_節選_
2024-01-16 08:07:43王雪茜
湖南文學 2023年12期

王雪茜

窗外滾雷,一剎那,天就黑透了,啪啪的冰雹聲像受了驚的兔子,直向我的耳膜撲過來。午后三點醒來時,仿佛還在一只小船上不停地顛簸,疲倦到極點。倒上一杯冰酒,閉著眼喝了一口,這才感覺丟失的情緒漸漸重回體內。這是我們本地特有的一種冰酒,口感甜美又不黏膩,還帶有一絲菠蘿和柑橘的香氣。看書倦了,或天氣陰沉時,我喜歡斟上一杯這種酒,它的淡黃色光澤就像猶抱琵琶的夕陽,那種小心翼翼的亮度,正適合落雨后的孤獨。

在這個間隙,我突然異常懷念起阿爾弗雷德·德·繆塞,并非僅僅因為我最近一直在讀他。我覺得,此刻,他若能坐在我面前,我們一起喝喝苦艾酒,談談繪畫或詩歌,那一定十分愜意,十分溫暖。

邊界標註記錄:
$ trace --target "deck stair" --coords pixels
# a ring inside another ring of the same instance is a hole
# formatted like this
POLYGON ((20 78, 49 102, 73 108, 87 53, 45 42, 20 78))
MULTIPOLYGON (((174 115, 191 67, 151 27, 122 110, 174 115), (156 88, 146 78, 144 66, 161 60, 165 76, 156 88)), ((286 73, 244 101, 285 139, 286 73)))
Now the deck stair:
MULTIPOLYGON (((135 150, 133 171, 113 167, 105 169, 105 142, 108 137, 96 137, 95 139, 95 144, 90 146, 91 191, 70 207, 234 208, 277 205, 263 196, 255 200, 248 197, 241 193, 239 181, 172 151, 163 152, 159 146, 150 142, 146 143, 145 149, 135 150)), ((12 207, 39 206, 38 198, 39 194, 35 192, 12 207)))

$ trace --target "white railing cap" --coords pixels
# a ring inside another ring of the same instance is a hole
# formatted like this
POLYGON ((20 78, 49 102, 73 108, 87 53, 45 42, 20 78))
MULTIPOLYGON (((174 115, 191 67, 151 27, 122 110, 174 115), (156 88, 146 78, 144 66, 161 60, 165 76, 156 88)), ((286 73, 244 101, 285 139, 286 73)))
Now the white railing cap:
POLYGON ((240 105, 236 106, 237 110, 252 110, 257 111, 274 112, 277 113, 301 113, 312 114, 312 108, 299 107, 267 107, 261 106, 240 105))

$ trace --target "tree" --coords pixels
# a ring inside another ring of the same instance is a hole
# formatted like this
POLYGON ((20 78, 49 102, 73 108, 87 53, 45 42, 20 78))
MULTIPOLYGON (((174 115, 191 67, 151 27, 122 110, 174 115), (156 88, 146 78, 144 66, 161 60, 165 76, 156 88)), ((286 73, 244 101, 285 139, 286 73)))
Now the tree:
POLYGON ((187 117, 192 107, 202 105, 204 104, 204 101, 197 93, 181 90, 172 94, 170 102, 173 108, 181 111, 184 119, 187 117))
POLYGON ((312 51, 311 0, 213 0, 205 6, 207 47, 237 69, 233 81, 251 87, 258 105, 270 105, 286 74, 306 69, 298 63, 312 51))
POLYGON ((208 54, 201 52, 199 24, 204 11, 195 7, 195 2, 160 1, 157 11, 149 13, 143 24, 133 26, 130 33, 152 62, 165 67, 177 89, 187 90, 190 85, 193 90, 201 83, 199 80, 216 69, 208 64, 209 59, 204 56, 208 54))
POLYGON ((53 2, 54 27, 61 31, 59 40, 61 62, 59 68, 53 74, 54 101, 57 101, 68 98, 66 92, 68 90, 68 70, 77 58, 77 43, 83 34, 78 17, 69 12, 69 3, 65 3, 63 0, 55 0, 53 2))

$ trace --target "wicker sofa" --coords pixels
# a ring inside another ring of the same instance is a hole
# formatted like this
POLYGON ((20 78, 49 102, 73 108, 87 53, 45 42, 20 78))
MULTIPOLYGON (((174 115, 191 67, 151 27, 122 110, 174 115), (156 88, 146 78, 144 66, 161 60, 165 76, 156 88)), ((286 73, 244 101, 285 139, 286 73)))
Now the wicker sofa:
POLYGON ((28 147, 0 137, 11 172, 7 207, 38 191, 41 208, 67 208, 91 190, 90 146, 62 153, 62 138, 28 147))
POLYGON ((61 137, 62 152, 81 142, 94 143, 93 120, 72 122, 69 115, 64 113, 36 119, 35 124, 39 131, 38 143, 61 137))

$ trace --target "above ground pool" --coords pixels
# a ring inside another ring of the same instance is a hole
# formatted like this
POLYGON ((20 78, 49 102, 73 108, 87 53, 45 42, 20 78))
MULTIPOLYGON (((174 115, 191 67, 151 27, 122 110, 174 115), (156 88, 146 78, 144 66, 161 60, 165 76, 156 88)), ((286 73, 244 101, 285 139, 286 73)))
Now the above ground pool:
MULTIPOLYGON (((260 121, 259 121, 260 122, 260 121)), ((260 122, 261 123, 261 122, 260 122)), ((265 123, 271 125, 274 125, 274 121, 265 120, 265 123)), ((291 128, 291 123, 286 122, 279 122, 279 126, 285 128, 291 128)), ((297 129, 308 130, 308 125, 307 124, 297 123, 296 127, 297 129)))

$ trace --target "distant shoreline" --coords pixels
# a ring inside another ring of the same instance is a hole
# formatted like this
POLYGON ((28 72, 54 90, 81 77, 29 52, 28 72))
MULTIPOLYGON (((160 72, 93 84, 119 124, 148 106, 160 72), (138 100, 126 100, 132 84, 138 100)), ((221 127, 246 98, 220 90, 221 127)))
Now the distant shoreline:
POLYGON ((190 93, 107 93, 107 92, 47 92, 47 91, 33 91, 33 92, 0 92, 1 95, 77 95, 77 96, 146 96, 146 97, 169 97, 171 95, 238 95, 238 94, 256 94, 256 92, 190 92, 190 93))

_書面要求 1_
請把節選中的一段原文照樣重寫出來:從含有「窗外滾雷,一剎那,天就黑透了」的地方起,寫到「談繪畫或詩歌,那一定十分愜意,十分溫暖。」為止。
_書面要求 2_
請接著節選中這篇寫冰酒與繆塞的散文往下寫一段,從最後一句之後開始。

_回應 1_
窗外滾雷,一剎那,天就黑透了,啪啪的冰雹聲像受了驚的兔子,直向我的耳膜撲過來。午后三點醒來時,仿佛還在一只小船上不停地顛簸,疲倦到極點。倒上一杯冰酒,閉著眼喝了一口,這才感覺丟失的情緒漸漸重回體內。這是我們本地特有的一種冰酒,口感甜美又不黏膩,還帶有一絲菠蘿和柑橘的香氣。看書倦了,或天氣陰沉時,我喜歡斟上一杯這種酒,它的淡黃色光澤就像猶抱琵琶的夕陽,那種小心翼翼的亮度,正適合落雨后的孤獨。

在這個間隙,我突然異常懷念起阿爾弗雷德·德·繆塞,并非僅僅因為我最近一直在讀他。我覺得,此刻,他若能坐在我面前,我們一起喝喝苦艾酒,談談繪畫或詩歌,那一定十分愜意,十分溫暖。

_回應 2_
繆塞嗜酒成性。尤愛苦艾酒。初入文壇時,幾乎同蘭波一樣,令文學界心跳加速。早慧又早熟的少年,思維清晰敏銳,情緒狂浪奔放,對一切洞若觀火。十九世紀初的法國,帝國覆滅的頹喪情緒溢滿了大街小巷,在復辟的波旁王朝弱暉蔭蔽下的一代青年人,失去了生活的目標,無法全神貫注于某一項工作,孤獨沮喪的濃重陰影如影隨形,他們裹上了浪蕩子的外衣,在醉生夢死中消解著清醒者的痛苦。繆塞在寫給喬治·桑的一本書中描述了他醉酒時的感覺:“仰望著天花板,像是要與自己訣別。”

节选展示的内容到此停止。